**Task details:** Please render the data from the line with "If I wanted to draw a box around the unopened" up to and including the line with "[271,232,297,257]" as a Markdown table with the columns No. and Line, leaving out blank lines.

Excerpts from a detection dataset:
>> begin

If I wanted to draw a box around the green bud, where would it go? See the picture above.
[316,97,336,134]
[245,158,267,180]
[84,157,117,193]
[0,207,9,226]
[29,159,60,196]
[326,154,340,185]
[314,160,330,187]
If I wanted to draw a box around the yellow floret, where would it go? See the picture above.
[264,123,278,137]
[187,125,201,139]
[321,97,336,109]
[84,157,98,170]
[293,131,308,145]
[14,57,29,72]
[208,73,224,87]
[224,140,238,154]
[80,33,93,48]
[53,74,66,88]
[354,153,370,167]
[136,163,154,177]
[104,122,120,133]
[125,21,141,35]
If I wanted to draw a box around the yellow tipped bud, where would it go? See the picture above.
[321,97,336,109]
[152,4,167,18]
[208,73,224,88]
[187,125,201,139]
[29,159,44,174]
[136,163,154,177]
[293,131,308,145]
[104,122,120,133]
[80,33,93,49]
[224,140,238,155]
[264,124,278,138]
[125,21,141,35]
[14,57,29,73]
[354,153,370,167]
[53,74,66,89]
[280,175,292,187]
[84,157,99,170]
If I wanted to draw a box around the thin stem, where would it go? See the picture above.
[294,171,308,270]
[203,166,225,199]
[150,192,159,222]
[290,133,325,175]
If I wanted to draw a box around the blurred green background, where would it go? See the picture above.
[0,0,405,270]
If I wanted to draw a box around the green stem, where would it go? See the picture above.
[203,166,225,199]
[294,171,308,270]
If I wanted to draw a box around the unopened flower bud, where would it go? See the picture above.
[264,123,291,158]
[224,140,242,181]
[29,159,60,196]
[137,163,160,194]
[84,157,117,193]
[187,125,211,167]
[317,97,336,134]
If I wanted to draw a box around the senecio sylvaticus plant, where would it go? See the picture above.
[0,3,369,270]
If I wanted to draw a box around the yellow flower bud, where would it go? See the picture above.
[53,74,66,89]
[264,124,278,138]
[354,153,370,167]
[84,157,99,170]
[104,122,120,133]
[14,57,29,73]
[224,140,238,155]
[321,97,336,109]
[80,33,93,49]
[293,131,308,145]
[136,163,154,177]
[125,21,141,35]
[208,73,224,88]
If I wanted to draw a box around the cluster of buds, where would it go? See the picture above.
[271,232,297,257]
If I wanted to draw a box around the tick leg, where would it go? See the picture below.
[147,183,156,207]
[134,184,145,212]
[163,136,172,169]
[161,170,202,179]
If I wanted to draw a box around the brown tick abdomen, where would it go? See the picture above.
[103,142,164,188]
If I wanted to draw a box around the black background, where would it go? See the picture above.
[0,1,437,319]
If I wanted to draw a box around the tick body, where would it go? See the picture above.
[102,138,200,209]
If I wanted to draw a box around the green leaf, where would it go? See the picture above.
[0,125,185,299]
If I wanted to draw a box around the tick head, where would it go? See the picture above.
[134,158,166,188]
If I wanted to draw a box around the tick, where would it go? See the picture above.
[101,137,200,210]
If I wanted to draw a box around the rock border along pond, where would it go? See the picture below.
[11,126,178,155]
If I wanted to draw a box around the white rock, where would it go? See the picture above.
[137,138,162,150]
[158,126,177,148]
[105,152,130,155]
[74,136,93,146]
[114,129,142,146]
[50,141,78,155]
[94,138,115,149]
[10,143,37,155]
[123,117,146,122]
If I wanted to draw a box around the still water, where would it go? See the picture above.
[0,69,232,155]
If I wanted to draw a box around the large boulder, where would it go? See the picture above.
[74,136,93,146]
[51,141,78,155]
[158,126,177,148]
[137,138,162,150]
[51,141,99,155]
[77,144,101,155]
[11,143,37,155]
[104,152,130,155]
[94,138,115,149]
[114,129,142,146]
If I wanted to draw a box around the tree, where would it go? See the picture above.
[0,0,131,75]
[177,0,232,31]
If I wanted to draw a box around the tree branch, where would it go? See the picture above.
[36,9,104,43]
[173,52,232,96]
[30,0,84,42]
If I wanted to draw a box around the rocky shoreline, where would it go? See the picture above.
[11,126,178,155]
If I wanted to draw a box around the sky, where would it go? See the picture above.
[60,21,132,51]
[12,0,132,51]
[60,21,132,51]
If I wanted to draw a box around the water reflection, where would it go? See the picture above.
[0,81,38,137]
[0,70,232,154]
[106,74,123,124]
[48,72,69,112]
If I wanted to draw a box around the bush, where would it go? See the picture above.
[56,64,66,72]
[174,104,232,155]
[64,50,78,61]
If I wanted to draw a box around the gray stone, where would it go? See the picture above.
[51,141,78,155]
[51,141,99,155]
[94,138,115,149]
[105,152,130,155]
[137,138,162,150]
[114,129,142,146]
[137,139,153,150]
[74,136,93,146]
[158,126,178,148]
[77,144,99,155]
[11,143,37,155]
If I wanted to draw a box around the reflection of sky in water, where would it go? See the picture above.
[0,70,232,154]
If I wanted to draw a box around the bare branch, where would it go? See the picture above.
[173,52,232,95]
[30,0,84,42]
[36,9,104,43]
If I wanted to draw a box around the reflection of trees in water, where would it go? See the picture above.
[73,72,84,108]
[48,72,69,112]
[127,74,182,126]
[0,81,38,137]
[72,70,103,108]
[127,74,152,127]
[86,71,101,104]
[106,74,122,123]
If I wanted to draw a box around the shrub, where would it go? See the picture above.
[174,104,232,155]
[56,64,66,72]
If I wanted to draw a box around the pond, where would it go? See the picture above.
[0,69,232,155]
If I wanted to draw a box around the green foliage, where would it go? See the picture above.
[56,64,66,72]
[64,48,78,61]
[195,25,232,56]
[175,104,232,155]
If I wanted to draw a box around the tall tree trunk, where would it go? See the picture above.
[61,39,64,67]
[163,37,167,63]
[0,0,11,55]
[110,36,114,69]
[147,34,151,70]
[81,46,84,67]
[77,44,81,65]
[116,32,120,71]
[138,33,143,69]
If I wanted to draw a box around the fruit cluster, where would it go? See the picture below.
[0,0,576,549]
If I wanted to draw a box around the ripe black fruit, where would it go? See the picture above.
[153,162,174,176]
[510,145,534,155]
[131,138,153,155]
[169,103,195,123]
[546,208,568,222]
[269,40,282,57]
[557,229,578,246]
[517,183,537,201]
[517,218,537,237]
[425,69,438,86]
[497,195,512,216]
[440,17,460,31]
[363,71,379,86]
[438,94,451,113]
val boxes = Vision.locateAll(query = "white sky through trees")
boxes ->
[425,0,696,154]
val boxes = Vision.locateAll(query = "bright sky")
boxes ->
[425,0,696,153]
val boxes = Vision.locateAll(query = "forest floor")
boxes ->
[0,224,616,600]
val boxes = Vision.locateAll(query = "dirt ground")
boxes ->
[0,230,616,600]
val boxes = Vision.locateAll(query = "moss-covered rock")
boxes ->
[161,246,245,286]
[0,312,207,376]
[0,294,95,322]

>> end

**Final result:**
| No. | Line |
|---|---|
| 1 | If I wanted to draw a box around the unopened flower bud, where would it go? See the picture above. |
| 2 | [264,123,291,158] |
| 3 | [224,140,242,181] |
| 4 | [29,159,60,196] |
| 5 | [137,163,160,194] |
| 6 | [84,157,117,193] |
| 7 | [187,125,211,167] |
| 8 | [317,97,336,134] |
| 9 | If I wanted to draw a box around the senecio sylvaticus plant, where would it go? See the picture above. |
| 10 | [0,3,369,270] |
| 11 | If I wanted to draw a box around the yellow flower bud, where would it go? See the picture above. |
| 12 | [53,74,66,89] |
| 13 | [264,124,278,138] |
| 14 | [354,153,370,167] |
| 15 | [84,157,99,170] |
| 16 | [104,122,120,133] |
| 17 | [14,57,29,73] |
| 18 | [224,140,238,155] |
| 19 | [321,97,336,109] |
| 20 | [80,33,93,49] |
| 21 | [293,131,308,145] |
| 22 | [136,163,154,177] |
| 23 | [125,21,141,35] |
| 24 | [208,73,224,88] |
| 25 | If I wanted to draw a box around the cluster of buds, where would it go? See the picture above. |
| 26 | [271,232,297,257] |